Instructions for the task —
Word for word, reproduce every line of the data.

Records provided —
---

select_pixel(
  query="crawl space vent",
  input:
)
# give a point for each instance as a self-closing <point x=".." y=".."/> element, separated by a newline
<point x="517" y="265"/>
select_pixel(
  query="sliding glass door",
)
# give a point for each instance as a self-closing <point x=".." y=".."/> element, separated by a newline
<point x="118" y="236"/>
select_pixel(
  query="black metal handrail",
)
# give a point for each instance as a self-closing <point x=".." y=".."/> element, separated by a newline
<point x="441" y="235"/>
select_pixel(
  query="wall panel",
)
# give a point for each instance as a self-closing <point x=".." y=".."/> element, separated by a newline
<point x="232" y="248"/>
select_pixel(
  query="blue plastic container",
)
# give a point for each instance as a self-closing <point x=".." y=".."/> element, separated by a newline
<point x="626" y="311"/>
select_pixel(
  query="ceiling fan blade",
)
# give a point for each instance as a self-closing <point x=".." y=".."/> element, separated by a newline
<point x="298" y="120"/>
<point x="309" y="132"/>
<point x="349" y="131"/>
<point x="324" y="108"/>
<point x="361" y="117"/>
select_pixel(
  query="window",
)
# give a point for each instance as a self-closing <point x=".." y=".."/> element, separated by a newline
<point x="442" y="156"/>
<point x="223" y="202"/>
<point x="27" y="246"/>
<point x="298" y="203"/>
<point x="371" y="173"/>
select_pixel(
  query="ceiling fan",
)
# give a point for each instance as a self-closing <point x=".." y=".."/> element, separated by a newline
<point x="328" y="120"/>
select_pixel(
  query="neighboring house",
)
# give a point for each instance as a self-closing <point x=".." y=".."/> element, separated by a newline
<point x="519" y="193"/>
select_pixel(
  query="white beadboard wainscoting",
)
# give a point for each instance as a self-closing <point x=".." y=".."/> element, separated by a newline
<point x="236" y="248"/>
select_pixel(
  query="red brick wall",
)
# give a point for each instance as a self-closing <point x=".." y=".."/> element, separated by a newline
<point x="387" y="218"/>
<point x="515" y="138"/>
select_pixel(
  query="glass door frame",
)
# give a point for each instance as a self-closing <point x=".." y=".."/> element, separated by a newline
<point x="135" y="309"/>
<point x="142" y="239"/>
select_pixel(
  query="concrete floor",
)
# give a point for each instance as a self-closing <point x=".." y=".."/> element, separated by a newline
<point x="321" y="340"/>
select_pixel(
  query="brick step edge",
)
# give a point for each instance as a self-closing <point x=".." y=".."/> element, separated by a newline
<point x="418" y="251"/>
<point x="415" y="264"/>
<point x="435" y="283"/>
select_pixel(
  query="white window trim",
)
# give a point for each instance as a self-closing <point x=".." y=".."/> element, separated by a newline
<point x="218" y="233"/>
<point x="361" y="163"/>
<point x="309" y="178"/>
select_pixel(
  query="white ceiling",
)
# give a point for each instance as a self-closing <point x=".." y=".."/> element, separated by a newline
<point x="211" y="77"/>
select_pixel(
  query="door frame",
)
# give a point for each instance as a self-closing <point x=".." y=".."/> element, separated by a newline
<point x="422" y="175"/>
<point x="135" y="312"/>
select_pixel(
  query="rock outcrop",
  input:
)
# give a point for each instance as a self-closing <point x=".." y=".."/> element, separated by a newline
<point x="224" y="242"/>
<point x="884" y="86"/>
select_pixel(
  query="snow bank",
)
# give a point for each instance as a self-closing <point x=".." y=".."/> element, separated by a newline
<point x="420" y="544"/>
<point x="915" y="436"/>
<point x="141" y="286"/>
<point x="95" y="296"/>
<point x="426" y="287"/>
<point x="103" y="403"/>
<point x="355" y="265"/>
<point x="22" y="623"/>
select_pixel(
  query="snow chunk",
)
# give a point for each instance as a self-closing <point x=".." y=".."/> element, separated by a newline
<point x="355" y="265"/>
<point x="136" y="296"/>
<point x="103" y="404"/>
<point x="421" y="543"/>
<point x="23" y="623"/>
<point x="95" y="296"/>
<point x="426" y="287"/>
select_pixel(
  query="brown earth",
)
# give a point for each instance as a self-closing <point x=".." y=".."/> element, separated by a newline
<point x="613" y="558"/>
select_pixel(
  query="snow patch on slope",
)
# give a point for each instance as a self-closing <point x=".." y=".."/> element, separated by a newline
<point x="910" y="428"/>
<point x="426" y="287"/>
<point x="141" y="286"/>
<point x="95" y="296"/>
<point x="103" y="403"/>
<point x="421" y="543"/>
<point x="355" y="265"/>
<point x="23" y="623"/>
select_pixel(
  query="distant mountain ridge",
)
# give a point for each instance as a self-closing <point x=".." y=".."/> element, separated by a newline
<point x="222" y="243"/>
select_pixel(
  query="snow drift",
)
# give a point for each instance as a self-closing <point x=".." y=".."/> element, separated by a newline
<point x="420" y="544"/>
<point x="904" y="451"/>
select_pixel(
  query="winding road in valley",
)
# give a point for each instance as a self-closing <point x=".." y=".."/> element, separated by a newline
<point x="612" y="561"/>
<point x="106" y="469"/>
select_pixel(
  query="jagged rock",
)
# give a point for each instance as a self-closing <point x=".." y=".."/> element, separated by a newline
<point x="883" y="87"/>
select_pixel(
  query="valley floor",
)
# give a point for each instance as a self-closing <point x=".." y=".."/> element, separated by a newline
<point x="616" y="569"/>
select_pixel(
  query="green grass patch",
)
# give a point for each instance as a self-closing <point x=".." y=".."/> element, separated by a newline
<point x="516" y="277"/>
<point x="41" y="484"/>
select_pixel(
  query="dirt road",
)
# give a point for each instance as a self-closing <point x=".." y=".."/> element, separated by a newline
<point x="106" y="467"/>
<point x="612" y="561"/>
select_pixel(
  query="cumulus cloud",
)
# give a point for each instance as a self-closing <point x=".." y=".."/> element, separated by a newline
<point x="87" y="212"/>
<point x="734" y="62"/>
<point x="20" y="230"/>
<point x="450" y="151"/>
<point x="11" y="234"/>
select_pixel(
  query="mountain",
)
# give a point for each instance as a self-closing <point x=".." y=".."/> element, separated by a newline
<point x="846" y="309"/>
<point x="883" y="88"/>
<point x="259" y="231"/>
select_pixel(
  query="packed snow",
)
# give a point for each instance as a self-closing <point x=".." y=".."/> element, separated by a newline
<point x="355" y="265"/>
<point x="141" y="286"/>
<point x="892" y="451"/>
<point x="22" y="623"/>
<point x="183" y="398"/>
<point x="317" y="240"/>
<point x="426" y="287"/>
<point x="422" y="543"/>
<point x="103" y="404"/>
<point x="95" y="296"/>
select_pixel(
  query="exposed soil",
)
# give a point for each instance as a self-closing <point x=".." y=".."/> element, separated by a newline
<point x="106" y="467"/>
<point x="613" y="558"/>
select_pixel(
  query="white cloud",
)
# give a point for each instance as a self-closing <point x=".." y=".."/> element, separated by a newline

---

Problem solution —
select_pixel(
  query="crawl space vent",
  input:
)
# give a point for each instance as a self-closing <point x=".." y=".."/> element, separated by a newline
<point x="517" y="265"/>
select_pixel(
  query="sliding glass door",
)
# give a point for each instance as a self-closing <point x=".." y=".."/> element, separated by a newline
<point x="118" y="236"/>
select_pixel(
  query="black metal handrail",
)
# give a point for each instance as a self-closing <point x=".." y=".."/> element, separated by a newline
<point x="441" y="235"/>
select_pixel(
  query="wall panel",
)
# give a point for each instance as a self-closing <point x=".." y=".."/> element, separated by a newline
<point x="232" y="248"/>
select_pixel(
  query="blue plastic container",
)
# give a point for each instance as a self-closing <point x=".." y=".."/> element, separated by a newline
<point x="626" y="311"/>
select_pixel(
  query="ceiling fan blade",
)
# give a point for each instance as a self-closing <point x=".." y=".."/> element, separated by a newline
<point x="298" y="120"/>
<point x="309" y="132"/>
<point x="349" y="131"/>
<point x="324" y="108"/>
<point x="361" y="117"/>
select_pixel(
  query="window",
)
# give a point for each instance as a self-closing <point x=".." y=".."/> element, separated by a newline
<point x="442" y="156"/>
<point x="223" y="202"/>
<point x="27" y="246"/>
<point x="298" y="203"/>
<point x="371" y="173"/>
select_pixel(
  query="ceiling fan",
)
# give a point for each instance as a self-closing <point x=".." y=".."/> element, separated by a newline
<point x="328" y="120"/>
select_pixel(
  query="neighboring house",
)
# give a point for each instance as a self-closing <point x=".." y=".."/> element, separated by a newline
<point x="519" y="193"/>
select_pixel(
  query="white beadboard wainscoting",
)
# give a point for each instance as a self-closing <point x=".." y=".."/> element, separated by a newline
<point x="236" y="248"/>
select_pixel(
  query="red brick wall",
)
# give a point for each instance as a self-closing <point x=".." y=".."/> element, separated by a newline
<point x="387" y="218"/>
<point x="515" y="138"/>
select_pixel(
  query="glass door frame",
)
# give a point for each instance as a self-closing <point x=".." y=".."/> element, separated by a newline
<point x="135" y="309"/>
<point x="142" y="239"/>
select_pixel(
  query="concrete floor",
)
# give a point for each instance as a self-closing <point x=".." y=".."/> element, separated by a newline
<point x="321" y="340"/>
select_pixel(
  query="brick step edge",
)
# give a point for each instance as a self-closing <point x=".." y=".."/> element, separated by a newline
<point x="418" y="251"/>
<point x="415" y="264"/>
<point x="435" y="283"/>
select_pixel(
  query="white window trim",
)
# give a point for each instance as a self-closing <point x=".." y=".."/> element, separated by a newline
<point x="218" y="233"/>
<point x="361" y="163"/>
<point x="309" y="178"/>
select_pixel(
  query="white ceiling",
)
# give a point for each instance as a self-closing <point x=".." y=".."/> element, separated by a newline
<point x="211" y="77"/>
select_pixel(
  query="door frame",
)
# give a point for each instance as a self-closing <point x=".." y=".."/> element, separated by a newline
<point x="422" y="175"/>
<point x="135" y="312"/>
select_pixel(
  query="rock outcrop",
  input:
)
# give a point for each instance as a self-closing <point x=".." y=".."/> element, separated by a newline
<point x="224" y="242"/>
<point x="884" y="86"/>
select_pixel(
  query="snow bank",
)
# give a point for each instance as a self-closing <point x=".." y=".."/> element, separated by a newline
<point x="420" y="544"/>
<point x="915" y="436"/>
<point x="141" y="286"/>
<point x="95" y="296"/>
<point x="426" y="287"/>
<point x="103" y="403"/>
<point x="355" y="265"/>
<point x="22" y="623"/>
select_pixel(
  query="snow chunk",
)
# give a point for each instance as a self-closing <point x=".." y=".."/> element, separated by a newline
<point x="355" y="265"/>
<point x="136" y="296"/>
<point x="103" y="404"/>
<point x="421" y="543"/>
<point x="23" y="623"/>
<point x="95" y="296"/>
<point x="426" y="287"/>
select_pixel(
  query="brown earth",
)
# give a point for each instance as a self-closing <point x=".." y=".."/> element, separated by a newline
<point x="613" y="558"/>
select_pixel(
  query="snow patch on slope",
)
# give a point for each instance as a self-closing <point x=".." y=".."/> element, separated by a newline
<point x="910" y="428"/>
<point x="426" y="287"/>
<point x="141" y="286"/>
<point x="95" y="296"/>
<point x="103" y="403"/>
<point x="421" y="543"/>
<point x="355" y="265"/>
<point x="23" y="623"/>
select_pixel(
  query="distant mountain ridge",
)
# give a point for each instance as a self-closing <point x=".." y=".."/> element, separated by a newline
<point x="222" y="243"/>
select_pixel(
  query="snow drift",
)
# give a point for each instance as a self-closing <point x=".." y=".."/> element, separated by a newline
<point x="420" y="544"/>
<point x="904" y="451"/>
select_pixel(
  query="winding road in valley",
)
# give a point for each instance as a self-closing <point x=".." y=".."/> element, separated by a newline
<point x="612" y="561"/>
<point x="106" y="469"/>
select_pixel(
  query="jagged rock",
)
# give a point for each instance as a self-closing <point x=".." y=".."/> element, separated by a newline
<point x="883" y="87"/>
select_pixel(
  query="valley floor",
)
# give a point for each instance as a self-closing <point x=".." y=".."/> element, separated by a newline
<point x="616" y="569"/>
select_pixel(
  query="green grass patch",
)
# give a point for each instance as a self-closing <point x=".." y=".."/> element, separated by a newline
<point x="516" y="277"/>
<point x="41" y="484"/>
select_pixel(
  query="dirt road",
)
# give a point for each instance as a self-closing <point x=".." y=".."/> element, separated by a newline
<point x="106" y="467"/>
<point x="612" y="561"/>
select_pixel(
  query="cumulus cloud",
)
# give a point for each instance as a self-closing <point x=".." y=".."/> element, separated by a newline
<point x="87" y="212"/>
<point x="734" y="62"/>
<point x="20" y="230"/>
<point x="450" y="151"/>
<point x="11" y="234"/>
select_pixel(
  query="mountain",
)
# give a point for each instance as a self-closing <point x=".." y=".."/> element, separated by a newline
<point x="846" y="309"/>
<point x="883" y="88"/>
<point x="259" y="231"/>
select_pixel(
  query="packed snow",
)
# give a point for each instance as a self-closing <point x=".." y=".."/> element, separated by a newline
<point x="355" y="265"/>
<point x="141" y="286"/>
<point x="892" y="451"/>
<point x="22" y="623"/>
<point x="183" y="398"/>
<point x="317" y="240"/>
<point x="426" y="287"/>
<point x="422" y="543"/>
<point x="103" y="404"/>
<point x="95" y="296"/>
select_pixel(
  query="exposed soil",
)
# give a point for each instance as a self-closing <point x=".." y=".."/> element, separated by a newline
<point x="106" y="467"/>
<point x="613" y="558"/>
select_pixel(
  query="white cloud",
)
# give a point for each instance as a self-closing <point x=".." y=".."/> element, separated by a newline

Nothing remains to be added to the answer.